Consigne 1:
Reproduisez sans modification le passage de l'extrait sur le transfert des routes nationales, en commençant par « Cette jurisprudence vient » et en allant jusqu'à « de ces lois. ».
Consigne 2:
D'après l'extrait sur le transfert des routes nationales, à quelle date le Conseil d'État a-t-il rejeté le recours contre le décret n° 2005-1499 du 5 décembre 2005 ?

Extrait du texte:
Ce droit à compensation financière est reconnu aux collectivités territoriales au quatrième alinéa de l'article 72-2 de la Constitution précité au point 1.1.3.2. S'agissant de l'article 121 de la loi du 13 août 2004 prévoyant la compensation financière des départements due au transfert de routes nationales, le Conseil d'État a refusé de transmette une question prioritaire de constitutionnalité visant l'atteinte portée au principe de la libre administration des collectivités territoriales et au principe de la compensation financière des transferts de compétence, en ce que la compensation ne prévoyait pas les charges résultant du développement du domaine routier transféré (CE, 29 oct. 2010, n°342072). En citant les décisions n° 2003-489 DC du 29 décembre 2003 et n° 2004-509 DC du 13 janvier 2005 du Conseil constitutionnel, le Conseil d'État a considéré qu'en prenant en compte, pour le calcul de la compensation financière, les dépenses de fonctionnement et les dépenses d'investissement liées à la gestion de ce domaine routier, soit les crédits que l'État consacrait à l'exercice de cette compétence à la date du transfert, le législateur a retenu l'intégralité des charges afférentes au domaine public transféré sans qu'il soit besoin d'englober les crédits nécessaires au développement et à la modernisation du réseau.

Cette jurisprudence vient confirmer que l'article 43 du présent projet de loi prévoyant une complète compensation financière liée à l'entretien et l'exploitation des routes nationales garantit aussi bien le principe de libre administration des collectivités territoriales que l'alinéa 4 de l'article 72-2 de la Constitution. Il y a lieu également de relever que l'article 43 est une disposition similaire aux articles 91 de la loi du 27 janvier 2014 MAPTAM et 123 de la loi du 7 août 2015 NOTRe que le Conseil constitutionnel n'a pas relevé d'office lorsqu'il a été saisi de certaines dispositions de ces lois.

On mentionnera enfin que le Conseil d'État a rejeté le recours contre le décret n° 2005-1499 du 5 décembre 2005 relatif à la consistance du réseau routier national, lequel a défini par la négative les anciennes routes nationales transférées aux départements en 2004. Sur l'absence d'accord des départements, il a considéré « qu'aucune disposition législative ni aucun principe général du droit n'impose que la consultation des départements revête un caractère contradictoire », dès lors les routes nationales transférées avaient bel et bien un caractère local (CE, 23 mai 2007, n° 288378). Le présent projet prévoyant l'accord des collectivités territoriales et des métropoles pour le transfert des routes nationales s'inscrit ainsi d'autant plus dans le respect de libre administration des collectivités territoriales.

Il ressort de ces éléments que la combinaison des articles 6 et 43 du projet de loi est conforme à la Constitution.

Données fournies:
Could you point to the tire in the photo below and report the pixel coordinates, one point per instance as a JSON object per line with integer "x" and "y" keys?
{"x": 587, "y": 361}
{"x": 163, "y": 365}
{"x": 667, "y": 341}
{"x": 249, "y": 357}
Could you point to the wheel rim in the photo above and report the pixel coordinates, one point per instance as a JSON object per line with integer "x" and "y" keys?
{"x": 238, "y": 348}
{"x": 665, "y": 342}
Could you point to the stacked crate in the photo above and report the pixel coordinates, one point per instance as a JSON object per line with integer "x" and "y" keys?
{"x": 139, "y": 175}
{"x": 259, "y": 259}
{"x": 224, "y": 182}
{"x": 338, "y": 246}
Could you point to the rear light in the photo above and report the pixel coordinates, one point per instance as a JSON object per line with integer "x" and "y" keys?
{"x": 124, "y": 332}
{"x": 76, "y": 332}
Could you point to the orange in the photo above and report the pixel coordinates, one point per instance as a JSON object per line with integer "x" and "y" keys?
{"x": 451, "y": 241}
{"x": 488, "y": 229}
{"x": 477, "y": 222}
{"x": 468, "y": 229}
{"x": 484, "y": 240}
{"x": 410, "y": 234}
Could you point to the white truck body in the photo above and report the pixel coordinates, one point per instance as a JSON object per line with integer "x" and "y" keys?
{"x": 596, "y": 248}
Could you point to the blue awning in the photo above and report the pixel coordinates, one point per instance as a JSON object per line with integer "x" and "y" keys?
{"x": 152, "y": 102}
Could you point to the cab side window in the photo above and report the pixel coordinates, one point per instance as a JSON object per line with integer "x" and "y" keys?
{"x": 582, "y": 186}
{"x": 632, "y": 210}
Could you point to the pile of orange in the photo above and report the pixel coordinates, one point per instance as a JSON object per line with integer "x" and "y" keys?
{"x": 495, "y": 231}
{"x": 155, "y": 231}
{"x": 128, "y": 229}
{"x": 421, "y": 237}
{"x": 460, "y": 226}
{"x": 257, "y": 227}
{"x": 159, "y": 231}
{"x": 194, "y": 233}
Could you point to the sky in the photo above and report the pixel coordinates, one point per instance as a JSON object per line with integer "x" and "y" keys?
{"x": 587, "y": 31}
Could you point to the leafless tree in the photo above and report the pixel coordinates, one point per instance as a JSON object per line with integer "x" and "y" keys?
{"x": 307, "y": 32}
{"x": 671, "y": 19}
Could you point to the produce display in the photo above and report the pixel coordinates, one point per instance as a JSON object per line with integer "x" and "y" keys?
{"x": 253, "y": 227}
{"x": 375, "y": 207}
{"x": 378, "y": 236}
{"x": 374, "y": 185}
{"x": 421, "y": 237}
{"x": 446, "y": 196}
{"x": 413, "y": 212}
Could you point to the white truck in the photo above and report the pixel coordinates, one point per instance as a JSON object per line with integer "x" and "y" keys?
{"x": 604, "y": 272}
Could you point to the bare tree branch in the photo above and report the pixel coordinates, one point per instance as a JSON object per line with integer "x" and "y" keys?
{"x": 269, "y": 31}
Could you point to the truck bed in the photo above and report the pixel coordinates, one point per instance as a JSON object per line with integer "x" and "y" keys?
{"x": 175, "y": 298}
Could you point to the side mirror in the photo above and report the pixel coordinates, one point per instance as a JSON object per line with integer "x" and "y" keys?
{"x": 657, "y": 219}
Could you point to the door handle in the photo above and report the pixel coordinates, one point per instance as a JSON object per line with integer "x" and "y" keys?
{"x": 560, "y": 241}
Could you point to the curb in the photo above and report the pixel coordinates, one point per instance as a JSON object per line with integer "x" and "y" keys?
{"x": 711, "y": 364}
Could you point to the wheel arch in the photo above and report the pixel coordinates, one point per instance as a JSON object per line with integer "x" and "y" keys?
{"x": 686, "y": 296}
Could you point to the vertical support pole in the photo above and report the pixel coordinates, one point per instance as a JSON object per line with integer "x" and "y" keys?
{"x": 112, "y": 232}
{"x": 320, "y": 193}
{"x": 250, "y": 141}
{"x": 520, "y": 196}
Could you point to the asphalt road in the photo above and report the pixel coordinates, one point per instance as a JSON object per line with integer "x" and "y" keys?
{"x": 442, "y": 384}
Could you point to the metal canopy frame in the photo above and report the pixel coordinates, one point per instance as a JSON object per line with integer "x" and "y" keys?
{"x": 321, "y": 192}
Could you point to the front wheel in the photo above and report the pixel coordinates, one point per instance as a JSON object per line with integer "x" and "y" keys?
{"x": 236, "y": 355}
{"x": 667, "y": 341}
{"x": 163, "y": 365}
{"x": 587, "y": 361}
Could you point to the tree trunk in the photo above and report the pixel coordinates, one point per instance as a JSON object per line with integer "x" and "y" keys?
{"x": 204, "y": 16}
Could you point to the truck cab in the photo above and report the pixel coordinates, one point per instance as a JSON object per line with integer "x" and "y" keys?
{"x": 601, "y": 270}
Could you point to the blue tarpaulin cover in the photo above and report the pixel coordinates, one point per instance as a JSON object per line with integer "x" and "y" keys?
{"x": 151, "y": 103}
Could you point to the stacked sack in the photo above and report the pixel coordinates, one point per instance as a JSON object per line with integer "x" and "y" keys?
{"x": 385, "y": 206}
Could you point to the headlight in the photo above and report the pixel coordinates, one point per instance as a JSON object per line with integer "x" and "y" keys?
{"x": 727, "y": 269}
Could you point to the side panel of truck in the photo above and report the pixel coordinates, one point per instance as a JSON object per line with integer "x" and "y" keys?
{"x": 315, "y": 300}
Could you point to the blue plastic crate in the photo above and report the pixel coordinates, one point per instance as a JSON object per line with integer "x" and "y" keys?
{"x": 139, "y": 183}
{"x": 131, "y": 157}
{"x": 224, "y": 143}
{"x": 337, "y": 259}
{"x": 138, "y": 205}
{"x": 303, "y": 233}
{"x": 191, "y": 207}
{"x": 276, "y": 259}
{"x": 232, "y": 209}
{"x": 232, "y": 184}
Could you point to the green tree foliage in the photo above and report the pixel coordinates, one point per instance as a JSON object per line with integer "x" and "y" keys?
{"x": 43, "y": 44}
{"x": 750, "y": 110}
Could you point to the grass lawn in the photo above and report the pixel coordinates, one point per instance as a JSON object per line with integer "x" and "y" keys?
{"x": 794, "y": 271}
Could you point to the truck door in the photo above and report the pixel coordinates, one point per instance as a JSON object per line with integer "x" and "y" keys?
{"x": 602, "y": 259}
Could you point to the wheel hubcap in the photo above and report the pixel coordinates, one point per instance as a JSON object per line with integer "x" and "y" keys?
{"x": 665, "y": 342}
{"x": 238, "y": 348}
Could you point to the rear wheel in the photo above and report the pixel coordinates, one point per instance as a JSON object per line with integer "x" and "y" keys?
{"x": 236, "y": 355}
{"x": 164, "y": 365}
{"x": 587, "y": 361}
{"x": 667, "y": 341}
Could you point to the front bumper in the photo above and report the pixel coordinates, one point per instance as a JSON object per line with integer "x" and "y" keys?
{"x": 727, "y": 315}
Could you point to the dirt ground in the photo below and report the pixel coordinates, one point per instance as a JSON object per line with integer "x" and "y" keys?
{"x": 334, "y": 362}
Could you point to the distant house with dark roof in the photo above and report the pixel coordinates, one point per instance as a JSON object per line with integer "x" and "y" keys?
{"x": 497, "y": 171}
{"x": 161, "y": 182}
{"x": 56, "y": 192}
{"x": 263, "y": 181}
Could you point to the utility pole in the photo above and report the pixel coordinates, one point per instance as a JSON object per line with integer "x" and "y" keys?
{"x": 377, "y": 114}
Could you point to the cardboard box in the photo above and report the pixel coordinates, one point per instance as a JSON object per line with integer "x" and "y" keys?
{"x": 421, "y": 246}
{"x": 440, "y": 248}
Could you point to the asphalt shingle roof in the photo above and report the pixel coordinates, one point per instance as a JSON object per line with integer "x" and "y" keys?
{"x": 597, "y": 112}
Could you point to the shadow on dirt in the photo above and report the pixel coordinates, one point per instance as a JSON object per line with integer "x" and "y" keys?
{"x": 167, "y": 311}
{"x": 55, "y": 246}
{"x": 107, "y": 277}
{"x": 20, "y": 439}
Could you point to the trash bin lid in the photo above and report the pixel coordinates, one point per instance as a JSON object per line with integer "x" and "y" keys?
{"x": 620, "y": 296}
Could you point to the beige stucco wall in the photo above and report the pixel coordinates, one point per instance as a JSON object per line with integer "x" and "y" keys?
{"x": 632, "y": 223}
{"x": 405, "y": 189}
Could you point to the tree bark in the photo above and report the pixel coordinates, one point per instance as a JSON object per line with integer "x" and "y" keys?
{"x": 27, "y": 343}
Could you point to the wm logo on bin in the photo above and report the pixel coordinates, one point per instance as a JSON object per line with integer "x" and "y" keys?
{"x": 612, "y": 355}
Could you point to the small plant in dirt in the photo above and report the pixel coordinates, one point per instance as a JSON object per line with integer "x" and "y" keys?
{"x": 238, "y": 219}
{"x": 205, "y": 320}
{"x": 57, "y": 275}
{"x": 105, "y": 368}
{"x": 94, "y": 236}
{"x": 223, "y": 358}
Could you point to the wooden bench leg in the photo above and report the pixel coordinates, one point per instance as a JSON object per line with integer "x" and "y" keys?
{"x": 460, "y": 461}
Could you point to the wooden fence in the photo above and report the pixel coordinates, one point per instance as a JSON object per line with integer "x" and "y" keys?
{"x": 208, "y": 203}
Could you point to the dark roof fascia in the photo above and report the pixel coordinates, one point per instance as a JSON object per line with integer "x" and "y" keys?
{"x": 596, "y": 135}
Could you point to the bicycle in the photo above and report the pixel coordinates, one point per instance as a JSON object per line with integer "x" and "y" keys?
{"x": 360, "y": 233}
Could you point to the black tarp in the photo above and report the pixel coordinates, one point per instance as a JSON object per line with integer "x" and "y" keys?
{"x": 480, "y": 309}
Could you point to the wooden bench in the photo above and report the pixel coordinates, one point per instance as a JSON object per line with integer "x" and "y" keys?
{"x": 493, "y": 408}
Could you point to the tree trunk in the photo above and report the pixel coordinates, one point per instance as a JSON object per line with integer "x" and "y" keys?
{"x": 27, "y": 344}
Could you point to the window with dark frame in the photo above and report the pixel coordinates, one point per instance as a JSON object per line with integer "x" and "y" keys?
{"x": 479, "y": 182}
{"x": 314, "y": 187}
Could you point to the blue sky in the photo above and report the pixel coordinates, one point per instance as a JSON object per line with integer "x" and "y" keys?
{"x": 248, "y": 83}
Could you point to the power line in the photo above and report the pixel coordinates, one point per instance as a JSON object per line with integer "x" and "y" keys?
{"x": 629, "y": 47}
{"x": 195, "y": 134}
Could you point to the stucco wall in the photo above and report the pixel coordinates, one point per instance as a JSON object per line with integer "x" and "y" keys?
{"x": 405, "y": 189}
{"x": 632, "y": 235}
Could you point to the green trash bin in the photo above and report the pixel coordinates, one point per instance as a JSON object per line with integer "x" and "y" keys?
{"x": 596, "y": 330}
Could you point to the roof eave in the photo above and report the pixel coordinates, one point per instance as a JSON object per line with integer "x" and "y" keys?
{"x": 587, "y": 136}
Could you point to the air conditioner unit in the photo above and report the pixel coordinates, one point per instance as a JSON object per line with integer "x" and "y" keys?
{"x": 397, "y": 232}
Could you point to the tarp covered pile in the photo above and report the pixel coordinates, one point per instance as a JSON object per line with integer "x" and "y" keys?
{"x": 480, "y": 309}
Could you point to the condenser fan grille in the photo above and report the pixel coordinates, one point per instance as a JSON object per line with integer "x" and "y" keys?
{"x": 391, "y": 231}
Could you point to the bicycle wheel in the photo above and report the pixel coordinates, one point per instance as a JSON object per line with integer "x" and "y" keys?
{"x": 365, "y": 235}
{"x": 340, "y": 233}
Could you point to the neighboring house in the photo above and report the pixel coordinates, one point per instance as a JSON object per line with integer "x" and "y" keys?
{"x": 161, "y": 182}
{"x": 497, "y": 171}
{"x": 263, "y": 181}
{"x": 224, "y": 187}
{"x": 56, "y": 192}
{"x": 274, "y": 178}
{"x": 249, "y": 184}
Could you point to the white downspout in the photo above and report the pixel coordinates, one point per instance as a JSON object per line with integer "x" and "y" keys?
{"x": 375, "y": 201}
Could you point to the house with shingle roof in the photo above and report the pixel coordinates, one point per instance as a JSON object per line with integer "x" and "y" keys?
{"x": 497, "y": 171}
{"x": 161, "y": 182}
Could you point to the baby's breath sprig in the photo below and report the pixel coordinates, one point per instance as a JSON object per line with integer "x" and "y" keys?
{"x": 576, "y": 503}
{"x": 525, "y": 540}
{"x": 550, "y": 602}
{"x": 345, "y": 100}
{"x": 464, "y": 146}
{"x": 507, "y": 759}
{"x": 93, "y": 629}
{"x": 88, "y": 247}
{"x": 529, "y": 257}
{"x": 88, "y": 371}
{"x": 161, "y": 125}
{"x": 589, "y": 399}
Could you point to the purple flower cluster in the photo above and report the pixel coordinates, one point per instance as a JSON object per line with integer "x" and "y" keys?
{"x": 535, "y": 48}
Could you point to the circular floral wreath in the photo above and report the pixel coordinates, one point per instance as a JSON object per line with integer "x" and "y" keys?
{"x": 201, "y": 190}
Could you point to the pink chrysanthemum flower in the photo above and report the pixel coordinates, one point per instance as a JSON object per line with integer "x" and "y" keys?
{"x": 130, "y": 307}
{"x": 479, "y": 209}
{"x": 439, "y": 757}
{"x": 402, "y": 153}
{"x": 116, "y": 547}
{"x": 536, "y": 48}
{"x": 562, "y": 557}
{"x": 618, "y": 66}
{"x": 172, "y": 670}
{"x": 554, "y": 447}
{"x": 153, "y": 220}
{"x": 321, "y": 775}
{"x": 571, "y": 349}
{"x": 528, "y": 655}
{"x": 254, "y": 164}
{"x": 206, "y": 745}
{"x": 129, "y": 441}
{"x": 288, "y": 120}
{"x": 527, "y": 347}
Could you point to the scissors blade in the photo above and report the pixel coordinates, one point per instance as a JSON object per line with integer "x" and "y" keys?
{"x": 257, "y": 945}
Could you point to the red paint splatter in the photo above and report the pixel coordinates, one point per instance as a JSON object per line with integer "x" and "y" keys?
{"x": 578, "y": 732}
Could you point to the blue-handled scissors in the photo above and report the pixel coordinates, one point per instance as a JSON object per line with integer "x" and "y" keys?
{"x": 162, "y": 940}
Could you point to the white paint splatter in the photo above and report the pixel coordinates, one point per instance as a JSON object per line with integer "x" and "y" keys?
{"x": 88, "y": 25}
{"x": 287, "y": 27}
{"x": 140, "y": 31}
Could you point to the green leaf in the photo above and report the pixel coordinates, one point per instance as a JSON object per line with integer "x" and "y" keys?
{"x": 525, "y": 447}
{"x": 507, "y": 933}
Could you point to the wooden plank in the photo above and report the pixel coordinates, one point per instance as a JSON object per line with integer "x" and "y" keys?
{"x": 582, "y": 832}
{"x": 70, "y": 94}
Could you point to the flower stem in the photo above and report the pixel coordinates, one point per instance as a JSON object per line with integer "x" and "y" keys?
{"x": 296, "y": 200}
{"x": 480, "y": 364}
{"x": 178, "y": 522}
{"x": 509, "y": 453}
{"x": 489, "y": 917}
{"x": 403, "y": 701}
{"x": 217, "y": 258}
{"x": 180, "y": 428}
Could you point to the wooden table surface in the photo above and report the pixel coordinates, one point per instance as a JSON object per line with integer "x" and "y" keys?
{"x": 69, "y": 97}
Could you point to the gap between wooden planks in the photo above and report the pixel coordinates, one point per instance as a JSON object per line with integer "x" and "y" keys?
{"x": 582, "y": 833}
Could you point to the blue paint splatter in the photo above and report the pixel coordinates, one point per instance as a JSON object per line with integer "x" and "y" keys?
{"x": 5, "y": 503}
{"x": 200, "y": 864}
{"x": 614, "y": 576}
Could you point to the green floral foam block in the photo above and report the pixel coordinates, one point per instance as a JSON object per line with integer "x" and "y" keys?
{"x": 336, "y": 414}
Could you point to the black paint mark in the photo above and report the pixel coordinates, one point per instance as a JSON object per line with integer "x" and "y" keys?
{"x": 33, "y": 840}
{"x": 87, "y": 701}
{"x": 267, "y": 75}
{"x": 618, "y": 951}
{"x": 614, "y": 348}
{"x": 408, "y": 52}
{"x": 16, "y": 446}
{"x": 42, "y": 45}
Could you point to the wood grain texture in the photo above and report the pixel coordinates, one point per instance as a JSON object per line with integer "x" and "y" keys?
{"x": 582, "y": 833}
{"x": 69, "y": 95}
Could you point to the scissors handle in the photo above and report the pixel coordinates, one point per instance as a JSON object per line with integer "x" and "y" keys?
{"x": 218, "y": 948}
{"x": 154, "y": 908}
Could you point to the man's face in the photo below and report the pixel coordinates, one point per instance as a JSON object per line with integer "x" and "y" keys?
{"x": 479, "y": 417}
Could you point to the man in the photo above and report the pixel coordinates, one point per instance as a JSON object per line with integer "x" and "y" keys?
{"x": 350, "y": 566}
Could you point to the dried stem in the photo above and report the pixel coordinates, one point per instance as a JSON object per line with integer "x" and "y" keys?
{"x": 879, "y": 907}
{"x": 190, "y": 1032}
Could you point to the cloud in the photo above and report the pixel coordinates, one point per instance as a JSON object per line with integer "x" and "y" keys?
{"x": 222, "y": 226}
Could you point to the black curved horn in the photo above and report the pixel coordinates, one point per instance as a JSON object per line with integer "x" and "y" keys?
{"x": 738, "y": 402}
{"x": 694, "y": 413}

Réponse 1:
Cette jurisprudence vient confirmer que l'article 43 du présent projet de loi prévoyant une complète compensation financière liée à l'entretien et l'exploitation des routes nationales garantit aussi bien le principe de libre administration des collectivités territoriales que l'alinéa 4 de l'article 72-2 de la Constitution. Il y a lieu également de relever que l'article 43 est une disposition similaire aux articles 91 de la loi du 27 janvier 2014 MAPTAM et 123 de la loi du 7 août 2015 NOTRe que le Conseil constitutionnel n'a pas relevé d'office lorsqu'il a été saisi de certaines dispositions de ces lois.

Réponse 2:
Le 23 mai 2007.